:: Dataset content ::

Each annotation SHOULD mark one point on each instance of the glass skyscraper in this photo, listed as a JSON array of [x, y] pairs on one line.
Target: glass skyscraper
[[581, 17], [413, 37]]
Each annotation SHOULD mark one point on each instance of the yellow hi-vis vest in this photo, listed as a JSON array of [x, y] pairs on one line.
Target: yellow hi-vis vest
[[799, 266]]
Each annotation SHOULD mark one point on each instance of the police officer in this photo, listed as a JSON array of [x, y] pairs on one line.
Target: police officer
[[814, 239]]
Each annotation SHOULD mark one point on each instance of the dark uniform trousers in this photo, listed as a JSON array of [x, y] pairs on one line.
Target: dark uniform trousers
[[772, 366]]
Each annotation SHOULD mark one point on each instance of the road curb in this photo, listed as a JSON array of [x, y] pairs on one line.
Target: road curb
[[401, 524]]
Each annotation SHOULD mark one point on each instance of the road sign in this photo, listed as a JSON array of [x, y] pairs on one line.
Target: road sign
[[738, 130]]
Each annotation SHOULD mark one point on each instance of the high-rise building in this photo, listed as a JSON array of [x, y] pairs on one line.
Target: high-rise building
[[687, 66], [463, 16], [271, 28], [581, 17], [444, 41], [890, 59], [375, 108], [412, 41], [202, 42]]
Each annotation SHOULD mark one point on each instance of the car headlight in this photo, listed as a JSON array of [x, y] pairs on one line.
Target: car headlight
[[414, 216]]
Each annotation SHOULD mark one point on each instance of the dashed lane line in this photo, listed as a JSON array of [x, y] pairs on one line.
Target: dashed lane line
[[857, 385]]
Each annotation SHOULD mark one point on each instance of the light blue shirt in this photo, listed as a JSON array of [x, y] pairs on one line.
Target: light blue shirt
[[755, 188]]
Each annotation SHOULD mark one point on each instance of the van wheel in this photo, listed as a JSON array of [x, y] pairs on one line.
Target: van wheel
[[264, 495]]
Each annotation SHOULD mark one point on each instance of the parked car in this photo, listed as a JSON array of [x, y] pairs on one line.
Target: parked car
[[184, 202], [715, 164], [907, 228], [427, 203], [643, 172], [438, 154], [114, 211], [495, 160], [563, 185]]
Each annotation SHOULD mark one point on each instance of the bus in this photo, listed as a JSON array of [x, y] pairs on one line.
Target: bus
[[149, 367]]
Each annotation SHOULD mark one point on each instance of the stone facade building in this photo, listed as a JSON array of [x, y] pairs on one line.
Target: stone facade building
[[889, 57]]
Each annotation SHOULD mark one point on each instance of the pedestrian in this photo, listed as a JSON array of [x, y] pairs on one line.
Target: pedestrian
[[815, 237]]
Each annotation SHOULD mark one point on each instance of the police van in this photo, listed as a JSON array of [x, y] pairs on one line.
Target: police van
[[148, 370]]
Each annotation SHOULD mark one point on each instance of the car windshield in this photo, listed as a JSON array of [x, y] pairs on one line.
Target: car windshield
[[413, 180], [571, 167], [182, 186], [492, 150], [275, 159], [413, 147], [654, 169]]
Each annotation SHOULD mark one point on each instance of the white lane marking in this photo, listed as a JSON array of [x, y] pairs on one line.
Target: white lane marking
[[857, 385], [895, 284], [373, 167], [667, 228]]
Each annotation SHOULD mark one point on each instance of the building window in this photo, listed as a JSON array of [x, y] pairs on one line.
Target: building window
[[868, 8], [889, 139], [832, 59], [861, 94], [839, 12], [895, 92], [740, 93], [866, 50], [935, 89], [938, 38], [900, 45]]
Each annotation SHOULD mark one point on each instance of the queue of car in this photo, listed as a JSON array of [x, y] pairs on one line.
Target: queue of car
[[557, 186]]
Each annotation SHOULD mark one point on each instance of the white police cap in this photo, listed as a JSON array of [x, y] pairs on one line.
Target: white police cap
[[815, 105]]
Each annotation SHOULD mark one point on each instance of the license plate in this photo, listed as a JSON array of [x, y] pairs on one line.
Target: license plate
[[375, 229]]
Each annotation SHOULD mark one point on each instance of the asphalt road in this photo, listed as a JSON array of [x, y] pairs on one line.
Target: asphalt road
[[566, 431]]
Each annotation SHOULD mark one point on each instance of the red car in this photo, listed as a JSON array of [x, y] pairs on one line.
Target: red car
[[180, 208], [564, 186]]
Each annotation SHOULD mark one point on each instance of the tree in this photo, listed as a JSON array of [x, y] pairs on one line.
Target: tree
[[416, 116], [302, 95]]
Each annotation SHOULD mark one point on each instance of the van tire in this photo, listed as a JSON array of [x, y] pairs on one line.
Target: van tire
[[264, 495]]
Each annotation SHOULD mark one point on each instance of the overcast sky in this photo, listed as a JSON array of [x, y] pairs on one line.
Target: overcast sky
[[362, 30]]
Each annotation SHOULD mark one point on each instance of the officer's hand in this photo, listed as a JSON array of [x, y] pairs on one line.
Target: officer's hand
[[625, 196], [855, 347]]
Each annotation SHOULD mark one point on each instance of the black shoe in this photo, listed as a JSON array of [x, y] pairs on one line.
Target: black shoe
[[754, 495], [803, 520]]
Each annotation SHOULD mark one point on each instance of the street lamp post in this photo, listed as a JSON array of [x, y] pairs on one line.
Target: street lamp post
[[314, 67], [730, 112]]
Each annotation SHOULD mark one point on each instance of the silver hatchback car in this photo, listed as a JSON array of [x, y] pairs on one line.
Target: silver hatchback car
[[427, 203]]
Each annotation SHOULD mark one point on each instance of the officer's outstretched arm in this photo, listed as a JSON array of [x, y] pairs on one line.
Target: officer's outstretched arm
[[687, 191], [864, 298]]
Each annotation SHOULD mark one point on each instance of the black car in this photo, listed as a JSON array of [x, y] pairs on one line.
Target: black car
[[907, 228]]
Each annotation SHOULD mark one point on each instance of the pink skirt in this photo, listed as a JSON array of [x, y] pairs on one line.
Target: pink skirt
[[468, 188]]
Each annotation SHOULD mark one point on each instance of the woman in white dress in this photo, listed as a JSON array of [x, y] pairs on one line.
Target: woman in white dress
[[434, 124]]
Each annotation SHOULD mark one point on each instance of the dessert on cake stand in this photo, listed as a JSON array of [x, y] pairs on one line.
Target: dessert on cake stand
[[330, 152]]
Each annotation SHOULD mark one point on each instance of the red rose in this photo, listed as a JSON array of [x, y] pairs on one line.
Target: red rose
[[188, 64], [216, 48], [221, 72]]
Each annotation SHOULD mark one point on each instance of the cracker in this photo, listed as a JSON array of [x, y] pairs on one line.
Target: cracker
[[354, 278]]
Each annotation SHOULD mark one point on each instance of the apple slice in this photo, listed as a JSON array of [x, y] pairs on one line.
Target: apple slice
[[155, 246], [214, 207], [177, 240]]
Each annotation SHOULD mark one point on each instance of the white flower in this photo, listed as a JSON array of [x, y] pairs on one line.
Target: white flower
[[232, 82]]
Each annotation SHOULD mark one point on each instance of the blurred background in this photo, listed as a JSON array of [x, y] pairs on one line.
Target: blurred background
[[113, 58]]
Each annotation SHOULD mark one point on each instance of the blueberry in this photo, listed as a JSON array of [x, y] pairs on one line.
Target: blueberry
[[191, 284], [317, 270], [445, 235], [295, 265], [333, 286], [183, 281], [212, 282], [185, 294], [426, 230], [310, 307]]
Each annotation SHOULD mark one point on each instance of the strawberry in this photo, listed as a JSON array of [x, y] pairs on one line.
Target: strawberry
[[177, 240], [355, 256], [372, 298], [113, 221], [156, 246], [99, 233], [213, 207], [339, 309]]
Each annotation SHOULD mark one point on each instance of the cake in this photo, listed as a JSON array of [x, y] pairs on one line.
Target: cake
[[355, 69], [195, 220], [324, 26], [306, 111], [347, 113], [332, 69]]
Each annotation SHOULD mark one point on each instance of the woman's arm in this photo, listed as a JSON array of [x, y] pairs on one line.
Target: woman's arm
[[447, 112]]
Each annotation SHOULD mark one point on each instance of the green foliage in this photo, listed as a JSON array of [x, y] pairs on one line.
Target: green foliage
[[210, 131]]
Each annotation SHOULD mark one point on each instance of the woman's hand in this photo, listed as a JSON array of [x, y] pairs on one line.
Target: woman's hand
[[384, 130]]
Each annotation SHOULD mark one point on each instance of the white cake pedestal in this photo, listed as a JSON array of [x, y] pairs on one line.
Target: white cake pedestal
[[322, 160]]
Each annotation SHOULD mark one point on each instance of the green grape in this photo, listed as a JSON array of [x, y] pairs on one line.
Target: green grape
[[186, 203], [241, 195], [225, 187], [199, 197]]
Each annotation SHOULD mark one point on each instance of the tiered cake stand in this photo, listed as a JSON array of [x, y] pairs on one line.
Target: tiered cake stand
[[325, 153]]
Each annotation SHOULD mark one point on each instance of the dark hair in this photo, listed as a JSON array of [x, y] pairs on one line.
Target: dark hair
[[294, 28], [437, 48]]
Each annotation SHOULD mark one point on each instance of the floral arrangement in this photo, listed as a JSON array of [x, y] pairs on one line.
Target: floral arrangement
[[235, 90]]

:::
:: Dataset content ::

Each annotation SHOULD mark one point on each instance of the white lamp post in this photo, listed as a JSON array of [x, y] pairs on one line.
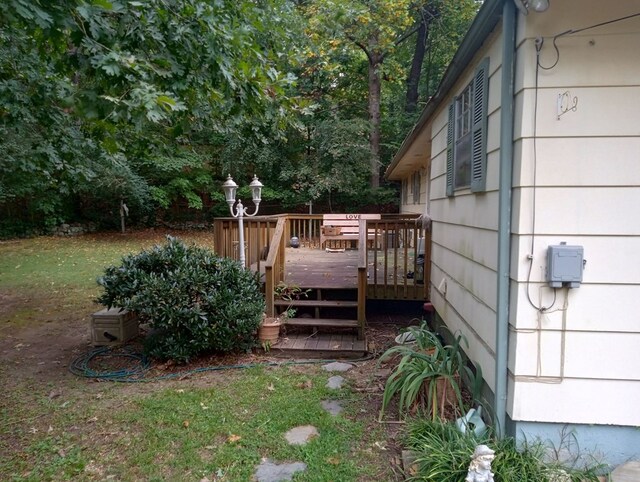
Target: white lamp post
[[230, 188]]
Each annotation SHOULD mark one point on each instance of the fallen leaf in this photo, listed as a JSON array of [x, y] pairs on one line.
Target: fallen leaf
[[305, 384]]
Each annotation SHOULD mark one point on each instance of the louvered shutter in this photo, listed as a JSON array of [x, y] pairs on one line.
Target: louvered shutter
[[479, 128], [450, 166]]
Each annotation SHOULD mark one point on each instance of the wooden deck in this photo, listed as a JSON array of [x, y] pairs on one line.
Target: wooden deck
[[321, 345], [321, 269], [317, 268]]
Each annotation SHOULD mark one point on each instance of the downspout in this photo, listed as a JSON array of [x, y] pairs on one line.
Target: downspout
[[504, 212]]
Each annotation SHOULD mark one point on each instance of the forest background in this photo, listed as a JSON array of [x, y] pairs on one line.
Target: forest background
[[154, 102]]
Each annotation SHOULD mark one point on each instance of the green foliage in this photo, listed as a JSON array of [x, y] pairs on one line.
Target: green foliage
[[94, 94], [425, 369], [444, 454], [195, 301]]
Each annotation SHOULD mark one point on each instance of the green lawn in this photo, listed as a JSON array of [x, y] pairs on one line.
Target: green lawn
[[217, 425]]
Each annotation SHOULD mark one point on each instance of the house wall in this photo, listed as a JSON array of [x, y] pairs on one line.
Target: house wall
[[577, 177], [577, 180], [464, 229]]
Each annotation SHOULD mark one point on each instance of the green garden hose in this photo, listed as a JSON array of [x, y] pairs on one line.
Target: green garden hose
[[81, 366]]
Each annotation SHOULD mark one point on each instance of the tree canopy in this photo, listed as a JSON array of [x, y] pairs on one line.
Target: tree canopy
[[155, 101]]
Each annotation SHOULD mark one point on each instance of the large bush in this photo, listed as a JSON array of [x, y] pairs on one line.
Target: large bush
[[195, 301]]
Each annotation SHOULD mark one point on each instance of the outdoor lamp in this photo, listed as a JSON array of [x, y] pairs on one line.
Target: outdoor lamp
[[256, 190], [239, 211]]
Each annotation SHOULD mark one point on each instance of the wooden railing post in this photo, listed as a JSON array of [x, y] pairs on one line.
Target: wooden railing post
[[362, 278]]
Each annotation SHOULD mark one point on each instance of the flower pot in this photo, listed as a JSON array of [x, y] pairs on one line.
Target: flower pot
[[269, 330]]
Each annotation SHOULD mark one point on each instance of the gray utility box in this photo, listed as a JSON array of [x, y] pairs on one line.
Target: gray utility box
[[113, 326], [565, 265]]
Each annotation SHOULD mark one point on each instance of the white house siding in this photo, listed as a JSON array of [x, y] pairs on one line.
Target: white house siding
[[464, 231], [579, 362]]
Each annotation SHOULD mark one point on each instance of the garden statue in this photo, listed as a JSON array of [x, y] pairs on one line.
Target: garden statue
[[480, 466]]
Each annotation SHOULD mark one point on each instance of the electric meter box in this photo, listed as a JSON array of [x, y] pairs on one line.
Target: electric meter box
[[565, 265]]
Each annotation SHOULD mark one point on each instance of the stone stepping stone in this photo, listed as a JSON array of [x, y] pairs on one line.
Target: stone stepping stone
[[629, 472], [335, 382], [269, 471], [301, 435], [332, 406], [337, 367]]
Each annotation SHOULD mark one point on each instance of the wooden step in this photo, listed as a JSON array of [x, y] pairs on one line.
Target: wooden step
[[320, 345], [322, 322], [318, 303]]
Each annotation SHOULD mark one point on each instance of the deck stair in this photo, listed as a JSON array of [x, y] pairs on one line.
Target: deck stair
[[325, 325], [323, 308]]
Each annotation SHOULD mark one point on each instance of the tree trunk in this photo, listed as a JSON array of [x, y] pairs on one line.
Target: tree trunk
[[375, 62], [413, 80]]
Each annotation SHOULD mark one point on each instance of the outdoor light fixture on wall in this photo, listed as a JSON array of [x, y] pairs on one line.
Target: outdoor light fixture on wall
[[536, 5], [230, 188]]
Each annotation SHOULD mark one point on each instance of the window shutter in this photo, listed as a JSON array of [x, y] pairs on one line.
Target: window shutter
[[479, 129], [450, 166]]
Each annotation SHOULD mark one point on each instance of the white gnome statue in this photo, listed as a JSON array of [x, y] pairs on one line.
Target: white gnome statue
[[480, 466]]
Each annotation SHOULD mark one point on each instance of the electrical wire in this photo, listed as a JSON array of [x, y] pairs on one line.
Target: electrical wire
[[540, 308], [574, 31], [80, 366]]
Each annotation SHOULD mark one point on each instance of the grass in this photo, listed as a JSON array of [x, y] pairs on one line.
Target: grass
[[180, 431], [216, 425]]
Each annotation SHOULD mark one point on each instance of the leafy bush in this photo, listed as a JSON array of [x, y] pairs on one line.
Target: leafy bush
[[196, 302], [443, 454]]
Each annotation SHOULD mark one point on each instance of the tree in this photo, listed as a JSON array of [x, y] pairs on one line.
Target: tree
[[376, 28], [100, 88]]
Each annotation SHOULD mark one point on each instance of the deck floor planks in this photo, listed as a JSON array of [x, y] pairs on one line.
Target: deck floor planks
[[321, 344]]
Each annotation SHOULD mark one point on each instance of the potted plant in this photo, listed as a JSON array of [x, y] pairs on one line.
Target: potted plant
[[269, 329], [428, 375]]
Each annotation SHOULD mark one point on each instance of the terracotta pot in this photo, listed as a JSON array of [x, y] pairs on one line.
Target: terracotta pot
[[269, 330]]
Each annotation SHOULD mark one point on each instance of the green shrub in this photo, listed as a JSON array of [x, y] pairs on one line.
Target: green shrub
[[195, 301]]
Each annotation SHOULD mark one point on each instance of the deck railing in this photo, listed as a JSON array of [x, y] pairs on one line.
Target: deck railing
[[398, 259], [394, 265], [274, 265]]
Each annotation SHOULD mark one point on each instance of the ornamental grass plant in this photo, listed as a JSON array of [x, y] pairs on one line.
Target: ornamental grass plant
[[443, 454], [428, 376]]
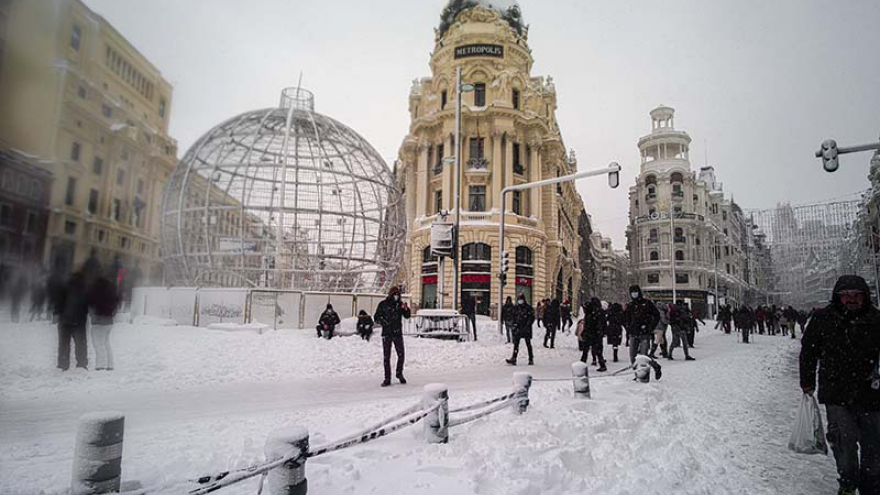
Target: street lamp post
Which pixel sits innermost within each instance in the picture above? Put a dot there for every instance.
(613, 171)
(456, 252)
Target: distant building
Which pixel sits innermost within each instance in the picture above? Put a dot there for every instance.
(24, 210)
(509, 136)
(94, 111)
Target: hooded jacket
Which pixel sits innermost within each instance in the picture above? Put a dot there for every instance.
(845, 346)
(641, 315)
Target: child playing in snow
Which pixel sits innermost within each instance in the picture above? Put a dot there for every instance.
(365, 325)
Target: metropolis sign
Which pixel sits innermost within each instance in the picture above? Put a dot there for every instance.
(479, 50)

:::
:: Dataset content ::

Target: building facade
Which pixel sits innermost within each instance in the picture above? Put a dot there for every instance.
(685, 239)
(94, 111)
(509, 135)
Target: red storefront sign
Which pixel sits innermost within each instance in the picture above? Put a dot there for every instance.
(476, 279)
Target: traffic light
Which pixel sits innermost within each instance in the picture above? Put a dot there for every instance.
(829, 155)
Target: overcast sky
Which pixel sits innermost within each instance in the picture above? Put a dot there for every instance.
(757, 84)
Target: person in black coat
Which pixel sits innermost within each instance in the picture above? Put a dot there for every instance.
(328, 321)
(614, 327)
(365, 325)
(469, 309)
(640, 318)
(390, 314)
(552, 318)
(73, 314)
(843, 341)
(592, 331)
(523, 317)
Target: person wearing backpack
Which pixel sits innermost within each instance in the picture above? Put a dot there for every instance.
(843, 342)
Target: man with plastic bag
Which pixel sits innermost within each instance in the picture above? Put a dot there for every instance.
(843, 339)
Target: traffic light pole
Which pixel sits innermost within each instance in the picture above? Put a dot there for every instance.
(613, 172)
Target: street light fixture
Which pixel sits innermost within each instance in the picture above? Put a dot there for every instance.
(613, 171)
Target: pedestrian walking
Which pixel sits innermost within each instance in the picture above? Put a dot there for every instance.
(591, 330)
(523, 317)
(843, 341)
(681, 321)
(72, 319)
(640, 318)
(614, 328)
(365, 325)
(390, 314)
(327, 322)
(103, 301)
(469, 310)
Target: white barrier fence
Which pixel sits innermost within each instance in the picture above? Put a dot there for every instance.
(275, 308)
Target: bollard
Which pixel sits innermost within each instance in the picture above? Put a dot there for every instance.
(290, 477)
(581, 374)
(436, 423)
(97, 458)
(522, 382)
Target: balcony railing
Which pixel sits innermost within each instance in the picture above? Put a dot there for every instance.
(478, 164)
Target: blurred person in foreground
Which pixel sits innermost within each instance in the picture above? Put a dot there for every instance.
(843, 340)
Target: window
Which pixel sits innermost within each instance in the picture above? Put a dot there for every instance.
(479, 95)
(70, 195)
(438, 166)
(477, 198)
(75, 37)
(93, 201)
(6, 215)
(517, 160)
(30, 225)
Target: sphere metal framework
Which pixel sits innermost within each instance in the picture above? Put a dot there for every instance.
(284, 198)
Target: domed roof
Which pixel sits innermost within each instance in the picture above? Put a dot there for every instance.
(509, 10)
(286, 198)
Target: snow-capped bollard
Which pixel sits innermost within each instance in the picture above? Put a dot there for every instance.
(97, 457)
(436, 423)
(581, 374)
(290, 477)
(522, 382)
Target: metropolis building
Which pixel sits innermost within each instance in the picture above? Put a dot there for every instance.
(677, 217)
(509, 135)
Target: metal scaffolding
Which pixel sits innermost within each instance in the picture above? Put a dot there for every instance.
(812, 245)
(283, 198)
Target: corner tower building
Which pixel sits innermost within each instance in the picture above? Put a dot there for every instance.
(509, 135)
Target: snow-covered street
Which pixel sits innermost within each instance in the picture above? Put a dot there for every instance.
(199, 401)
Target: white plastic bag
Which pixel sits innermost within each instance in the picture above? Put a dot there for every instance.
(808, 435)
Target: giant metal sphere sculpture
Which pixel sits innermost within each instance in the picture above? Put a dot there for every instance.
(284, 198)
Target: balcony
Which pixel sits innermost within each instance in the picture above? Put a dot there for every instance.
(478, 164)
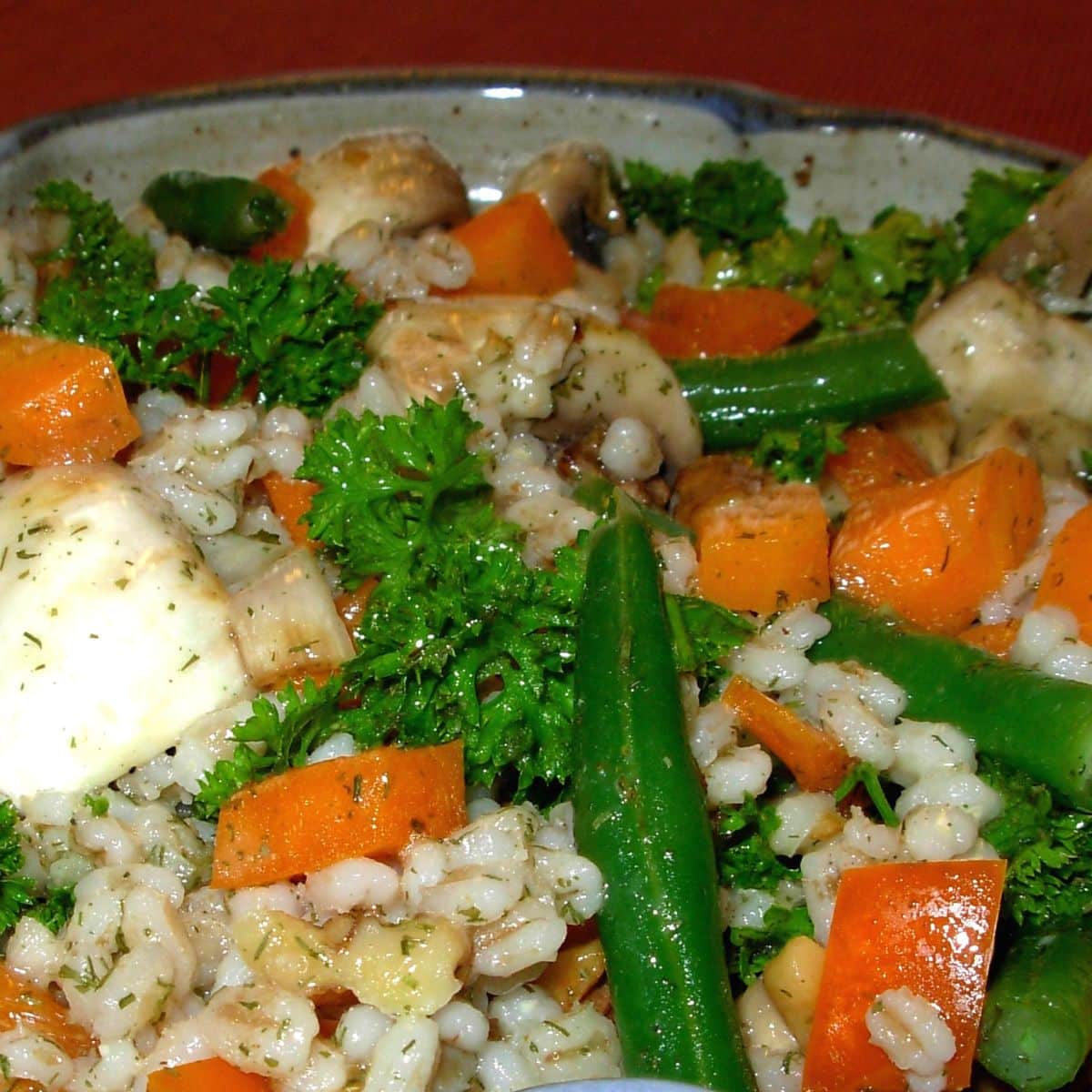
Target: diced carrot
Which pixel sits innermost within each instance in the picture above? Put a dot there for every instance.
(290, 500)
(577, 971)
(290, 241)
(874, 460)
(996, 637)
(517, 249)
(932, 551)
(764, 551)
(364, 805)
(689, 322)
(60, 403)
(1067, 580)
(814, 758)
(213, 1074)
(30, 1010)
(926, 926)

:::

The request
Copy the rows that begin at the line containing "of the glass" and end with the line containing "[[414, 216]]". Change every "SHOULD" to "MUST" and leave everything else unchanged.

Task answer
Each annotation MUST mark one point on each instance of the glass skyscraper in this photo, listed as a JSON array of [x, y] pairs on one line.
Target: glass skyscraper
[[581, 17], [413, 37]]
Each annotation MUST mark one point on each instance of the yellow hi-vis vest in this photo, listed as a JSON array of [x, y] pairs on one line.
Target: yellow hi-vis vest
[[799, 266]]
Each annotation MUST mark one point on each instance of the police officer in this photo, listed as a JSON array of [x, y] pairs on one line.
Target: police officer
[[814, 239]]
Each annotation MUST mark one point on each instance of the dark uniform trousers in this photo, listed as a JSON array of [x, y] pairs on one line.
Target: dark uniform trousers
[[772, 366]]
Each annotation MUST mark one point on each instance of the road curb in this photo, listed as a JSON array of [x, y] pairs on one line.
Target: road curb
[[401, 524]]
Each annotation MUST mark one point on each instance of the road sign in this photo, listed as a JSON array of [x, y] pairs on one line.
Target: road sign
[[738, 130]]
Each annotation MUST mark one point on each instance of the high-rise building in this photo, listed as a JSON array of [x, y] pairs on one line.
Target: high-rise building
[[687, 66], [463, 16], [271, 28], [581, 17], [444, 41], [890, 59], [375, 108], [412, 41], [202, 42]]
Each annotation MUST mark one point on each instance of the car headlight in this photo, listed as a JSON array of [x, y] pairs on one line.
Target: car headlight
[[414, 216]]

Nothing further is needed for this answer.